Problems and tasks:
a. List the conditions that the passage on Keynes, Marx and the business cycle says indicate an economy has entered the final phase of the boom.
b. Please pick up the passage on Keynes, Marx and the business cycle after its final sentence and keep writing it.

Text passage:
[start]
While these commentators were pushing their economic fallacies I was arguing that a situation of rising wages, falling productivity and profits indicates that an economy has entered the final phase of the boom. And so it was with the US economy. That so many economic commentators are still confused or just plain errant on this point is not surprising when we consider that when Keynesianism swept through the universities it did so by casting aside the wisdom of the classical economists, something that even Keynes warned against.
As he said in 1946: "I find myself moved, not for the first time to remind contemporary economists that the classical teachings embodied some permanent truths of great significance, which we are liable to overlook because we associate them with other doctrines which we cannot now accept without much qualification. There are in these matters deep undercurrents at work, natural forces, one can call them, or even the invisible hand, which are operating towards equilibrium. If it were not so, we could not have got on even so well as we have for many decades past."
In other words, don't throw out the baby with the water. Belated advice if ever there ever was any. Moreover, his view of equilibrium forces as mysterious "undercurrents" demonstrates that he never grasped the nature of the market as a process.
That Keynes warned his disciples about going to far brings us to Karl Marx, consumption and economic advice that largely consists of telling the Fed to maintain consumer spending.
Regardless of what many seem to think, Marx was basically a warmed up Ricardian and his economics did not really deviate that much from the Ricardian orthodoxy. And so when faced with the question of the business cycle his view was in keeping with those of most of his contemporaries. So if he were alive today and someone were to argue with him that consumption is needed to maintain output he would have replied, as he did:
"It is purely a tautology to say that crises are caused by the scarcity of solvent consumers, or of a paying consumption. . . . If any commodities are unsaleable, it means that no solvent purchasers have been found for them. . . . But if one were to attempt to clothe this tautology with a semblance of a profounder justification by saying that the working class receive too small a portion of their own product, and the evil would be remedied by giving them a larger share of it, or raising their wages, we should reply that crises are precisely always preceded by a period in which wages rise generally (italics added) and the working class actually get a larger share of the annual product intended for consumption. From the point of view of the advocates of simple(!) common sense, such a period would rather remove a crisis."
[end]
Recorded information:
[start]
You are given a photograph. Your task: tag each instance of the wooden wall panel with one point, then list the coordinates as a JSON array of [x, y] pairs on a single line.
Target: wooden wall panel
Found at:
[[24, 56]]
[end]
Task-by-task outputs:
a.
Rising wages
Falling productivity
Falling profits

b.
(I should add that Marx was perfectly capable of changing his economic stance if it allowed him to successfully browbeat an opponent).
There are two things to note from this passage. The first, as I have already pointed out, is that Marx was echoing the view of the classical school in general, including Malthus. The second point cannot be derived directly from the passage but is a very important one, and that is that the passage also fits in with Austrian thinking.
Some readers are familiar with the Austrian school's concept of malinvestments. Once recession bites clusters of malinvestments appear in the higher stages of production. The classical economists observed the same phenomenon for which they invented the term "disproportionality".
Although Ricardo's monetary explanation of recessions is excellent as far as it goes, it still could not explain the sudden appearance of malinvestments. The world had to wait for the birth of the Austrian school before the puzzle could be solved.
We can thank Keynes and his disciples for the wisdom of the classical school being ejected from universities. We can also thank the Austrians for rescuing and keeping alive what was valid in classical thinking but almost lost.